## Your objective:
Output, exactly and with no pictures, the line that contains "y=102, one point per instance." and every line that comes after it in the data below, the last one included.
[[ Supplied material, beginning ]]
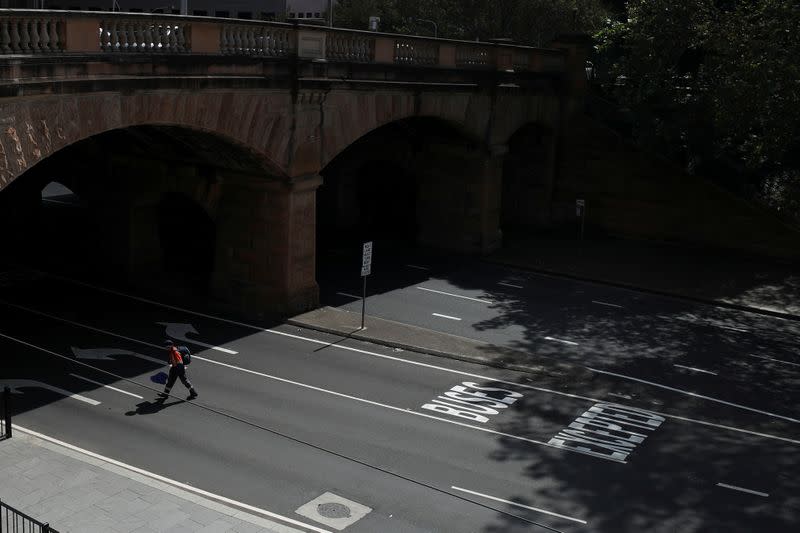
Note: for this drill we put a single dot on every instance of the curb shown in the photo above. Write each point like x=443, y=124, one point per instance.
x=648, y=290
x=529, y=369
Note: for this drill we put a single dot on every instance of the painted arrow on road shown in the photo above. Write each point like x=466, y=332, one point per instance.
x=179, y=331
x=16, y=384
x=99, y=354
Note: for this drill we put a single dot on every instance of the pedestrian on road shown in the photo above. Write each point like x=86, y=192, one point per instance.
x=176, y=370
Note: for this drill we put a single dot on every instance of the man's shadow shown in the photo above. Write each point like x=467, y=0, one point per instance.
x=150, y=408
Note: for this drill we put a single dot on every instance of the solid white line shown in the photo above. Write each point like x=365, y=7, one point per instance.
x=695, y=395
x=773, y=359
x=372, y=354
x=561, y=340
x=326, y=391
x=172, y=482
x=520, y=505
x=607, y=304
x=107, y=386
x=349, y=295
x=742, y=489
x=455, y=295
x=446, y=316
x=693, y=369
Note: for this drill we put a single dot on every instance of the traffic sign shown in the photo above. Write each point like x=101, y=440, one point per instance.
x=366, y=259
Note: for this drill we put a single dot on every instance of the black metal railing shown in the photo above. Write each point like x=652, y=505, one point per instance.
x=13, y=521
x=5, y=415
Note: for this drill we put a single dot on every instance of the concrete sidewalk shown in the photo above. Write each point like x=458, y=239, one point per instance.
x=80, y=493
x=724, y=278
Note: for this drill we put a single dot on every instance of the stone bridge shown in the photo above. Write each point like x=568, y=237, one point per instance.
x=239, y=123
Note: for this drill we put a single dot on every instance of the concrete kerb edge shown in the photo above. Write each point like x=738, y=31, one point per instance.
x=419, y=349
x=649, y=290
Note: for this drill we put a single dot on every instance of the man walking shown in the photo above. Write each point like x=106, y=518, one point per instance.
x=177, y=369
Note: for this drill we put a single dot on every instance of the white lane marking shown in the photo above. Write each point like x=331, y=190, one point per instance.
x=456, y=295
x=620, y=395
x=731, y=328
x=773, y=359
x=172, y=482
x=19, y=383
x=107, y=386
x=349, y=295
x=551, y=513
x=326, y=391
x=742, y=489
x=446, y=316
x=180, y=331
x=695, y=395
x=598, y=302
x=387, y=357
x=561, y=341
x=693, y=369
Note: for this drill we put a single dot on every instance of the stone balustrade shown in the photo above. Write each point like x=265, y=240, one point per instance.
x=26, y=32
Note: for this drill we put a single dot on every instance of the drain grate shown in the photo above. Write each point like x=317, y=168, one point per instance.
x=333, y=510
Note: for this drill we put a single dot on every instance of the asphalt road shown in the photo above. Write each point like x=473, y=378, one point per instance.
x=427, y=444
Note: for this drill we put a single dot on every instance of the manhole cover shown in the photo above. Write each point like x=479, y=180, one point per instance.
x=333, y=510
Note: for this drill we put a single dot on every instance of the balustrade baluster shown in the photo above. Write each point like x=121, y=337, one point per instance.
x=223, y=45
x=180, y=36
x=147, y=45
x=35, y=41
x=5, y=37
x=237, y=39
x=25, y=36
x=15, y=38
x=44, y=37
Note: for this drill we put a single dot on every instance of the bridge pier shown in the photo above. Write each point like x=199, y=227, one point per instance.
x=265, y=258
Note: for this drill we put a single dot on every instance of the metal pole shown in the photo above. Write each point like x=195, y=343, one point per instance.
x=583, y=217
x=7, y=410
x=364, y=302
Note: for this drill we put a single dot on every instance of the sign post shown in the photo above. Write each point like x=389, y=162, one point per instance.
x=580, y=210
x=366, y=270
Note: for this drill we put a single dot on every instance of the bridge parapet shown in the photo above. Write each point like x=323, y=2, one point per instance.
x=42, y=32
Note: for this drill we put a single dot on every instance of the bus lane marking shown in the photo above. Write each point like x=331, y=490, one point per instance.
x=608, y=430
x=472, y=402
x=352, y=349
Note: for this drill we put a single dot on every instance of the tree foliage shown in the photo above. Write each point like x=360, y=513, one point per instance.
x=533, y=22
x=716, y=83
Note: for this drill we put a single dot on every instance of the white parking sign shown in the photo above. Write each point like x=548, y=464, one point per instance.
x=366, y=259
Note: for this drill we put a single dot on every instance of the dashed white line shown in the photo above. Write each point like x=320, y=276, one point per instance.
x=561, y=341
x=349, y=295
x=620, y=395
x=598, y=302
x=515, y=504
x=742, y=489
x=382, y=356
x=773, y=359
x=455, y=295
x=106, y=386
x=446, y=316
x=695, y=395
x=693, y=369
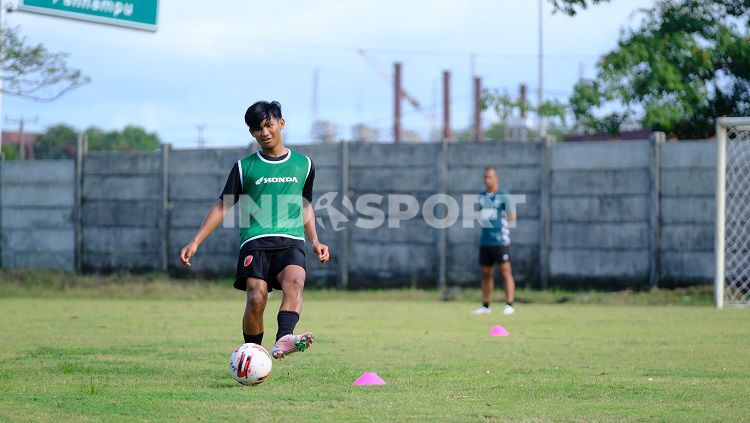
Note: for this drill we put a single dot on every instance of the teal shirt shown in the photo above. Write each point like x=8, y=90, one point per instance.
x=494, y=217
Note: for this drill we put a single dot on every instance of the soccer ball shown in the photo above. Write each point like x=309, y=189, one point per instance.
x=250, y=364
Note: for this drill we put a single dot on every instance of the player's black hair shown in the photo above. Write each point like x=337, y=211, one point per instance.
x=260, y=111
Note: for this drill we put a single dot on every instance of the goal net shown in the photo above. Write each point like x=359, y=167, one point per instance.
x=732, y=282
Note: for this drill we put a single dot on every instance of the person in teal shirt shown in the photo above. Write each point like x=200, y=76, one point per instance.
x=497, y=210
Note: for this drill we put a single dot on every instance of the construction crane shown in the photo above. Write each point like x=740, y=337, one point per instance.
x=383, y=74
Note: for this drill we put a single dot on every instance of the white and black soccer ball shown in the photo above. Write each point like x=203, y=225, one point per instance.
x=250, y=364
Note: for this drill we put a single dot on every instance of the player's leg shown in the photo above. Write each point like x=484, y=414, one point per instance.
x=510, y=286
x=488, y=285
x=252, y=320
x=291, y=279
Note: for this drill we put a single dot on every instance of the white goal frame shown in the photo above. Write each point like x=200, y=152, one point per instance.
x=725, y=128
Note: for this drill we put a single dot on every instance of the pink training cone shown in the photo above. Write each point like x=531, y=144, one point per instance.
x=499, y=331
x=369, y=378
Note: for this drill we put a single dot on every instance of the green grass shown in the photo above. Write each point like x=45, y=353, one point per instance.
x=159, y=352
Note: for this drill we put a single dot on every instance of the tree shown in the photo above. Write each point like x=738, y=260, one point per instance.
x=33, y=72
x=686, y=64
x=57, y=142
x=60, y=141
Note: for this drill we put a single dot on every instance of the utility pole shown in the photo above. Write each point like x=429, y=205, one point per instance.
x=316, y=78
x=397, y=104
x=447, y=105
x=542, y=126
x=2, y=71
x=478, y=133
x=201, y=139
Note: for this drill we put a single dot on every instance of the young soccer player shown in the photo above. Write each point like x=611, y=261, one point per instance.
x=274, y=189
x=498, y=209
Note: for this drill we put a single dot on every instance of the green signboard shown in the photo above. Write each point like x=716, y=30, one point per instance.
x=137, y=14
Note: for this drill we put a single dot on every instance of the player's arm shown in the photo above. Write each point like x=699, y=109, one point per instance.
x=232, y=191
x=510, y=207
x=308, y=216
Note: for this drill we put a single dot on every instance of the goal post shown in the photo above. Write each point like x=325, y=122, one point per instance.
x=732, y=237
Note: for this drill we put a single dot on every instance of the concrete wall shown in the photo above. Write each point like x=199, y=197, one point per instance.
x=604, y=214
x=37, y=203
x=688, y=189
x=121, y=208
x=599, y=213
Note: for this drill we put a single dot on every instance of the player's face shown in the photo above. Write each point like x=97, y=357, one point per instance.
x=269, y=134
x=490, y=179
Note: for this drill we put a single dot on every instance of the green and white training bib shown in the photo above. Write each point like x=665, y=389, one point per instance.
x=272, y=200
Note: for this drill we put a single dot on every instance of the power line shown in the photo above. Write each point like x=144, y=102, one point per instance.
x=383, y=50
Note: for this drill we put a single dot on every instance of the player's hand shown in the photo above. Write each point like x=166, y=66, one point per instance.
x=322, y=251
x=187, y=252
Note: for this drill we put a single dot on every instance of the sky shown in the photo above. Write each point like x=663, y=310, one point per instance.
x=209, y=61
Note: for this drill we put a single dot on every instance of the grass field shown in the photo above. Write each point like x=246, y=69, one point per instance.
x=160, y=352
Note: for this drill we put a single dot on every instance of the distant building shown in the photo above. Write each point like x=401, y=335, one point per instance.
x=364, y=133
x=633, y=135
x=13, y=138
x=324, y=131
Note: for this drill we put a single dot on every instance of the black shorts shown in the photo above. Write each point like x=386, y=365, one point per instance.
x=266, y=265
x=497, y=254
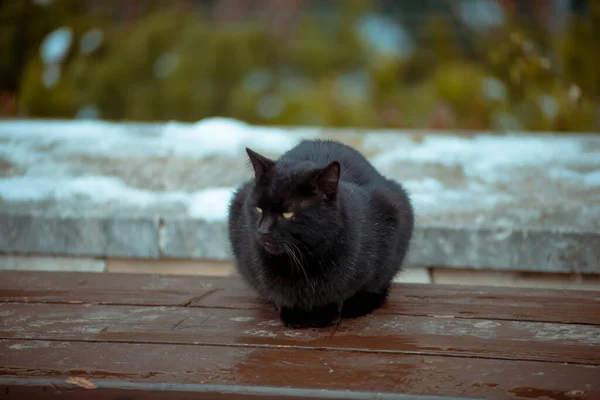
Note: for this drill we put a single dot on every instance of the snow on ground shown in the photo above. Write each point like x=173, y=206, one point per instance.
x=485, y=158
x=26, y=144
x=213, y=136
x=40, y=150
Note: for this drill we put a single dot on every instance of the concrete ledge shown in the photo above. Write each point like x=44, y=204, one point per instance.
x=480, y=248
x=527, y=202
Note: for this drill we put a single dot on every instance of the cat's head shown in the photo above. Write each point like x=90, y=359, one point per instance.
x=293, y=205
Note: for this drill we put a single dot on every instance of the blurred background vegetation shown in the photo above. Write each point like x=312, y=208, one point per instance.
x=439, y=64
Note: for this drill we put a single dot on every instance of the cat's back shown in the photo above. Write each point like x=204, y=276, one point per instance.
x=355, y=167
[[ Supplied material, end ]]
## Output for this exercise:
Note: for this drill we put a single dot on every instance of the power line shown in the photo above. Write each point like x=144, y=102, one point per instance.
x=383, y=50
Note: for this drill we put a single dot on every instance of the player's hand shown in the photo above. Write each point like x=166, y=66, one point per instance.
x=322, y=251
x=187, y=252
Note: for this drill we put a single dot on every instance of the sky shown in the photo above. Write each point like x=663, y=310, one point per instance.
x=209, y=61
Note: for this drill we put a single dot on every instance of the grass field shown in the photo above. Write each point like x=246, y=69, one point per instance.
x=160, y=352
Note: for this drill we put a single dot on every instance of the distant building shown in the photo above. Write each point like x=401, y=335, one point per instance.
x=364, y=133
x=633, y=135
x=13, y=138
x=324, y=131
Note: for this drill we put a single dot on every instance of the black shorts shown in the photo above. Write each point like x=386, y=365, one point per instance.
x=266, y=265
x=497, y=254
Note: for this drill we put a single dot on every instance of the snow on ground shown in the photo above. Write each point like x=173, y=206, one point per instance.
x=485, y=158
x=26, y=144
x=213, y=136
x=40, y=150
Note: for this drill we put a single dot on every instance of the concrete ledge shown in the photo above. Write each point like x=44, y=204, one point per instance.
x=480, y=248
x=527, y=202
Note: for this drill we put a single dot on every instance of the cat's head shown in the photo above. Write each point like x=90, y=359, one point per instance.
x=293, y=205
Note: for this drill we put a single dot on every instance of the blurred background vegetation shown in the photo above. Write each point like x=312, y=208, one point per instance.
x=439, y=64
Note: for this drill we put a single dot on every instance of the cat's back shown in the photo above. Write each point like x=204, y=276, one point per instance.
x=355, y=167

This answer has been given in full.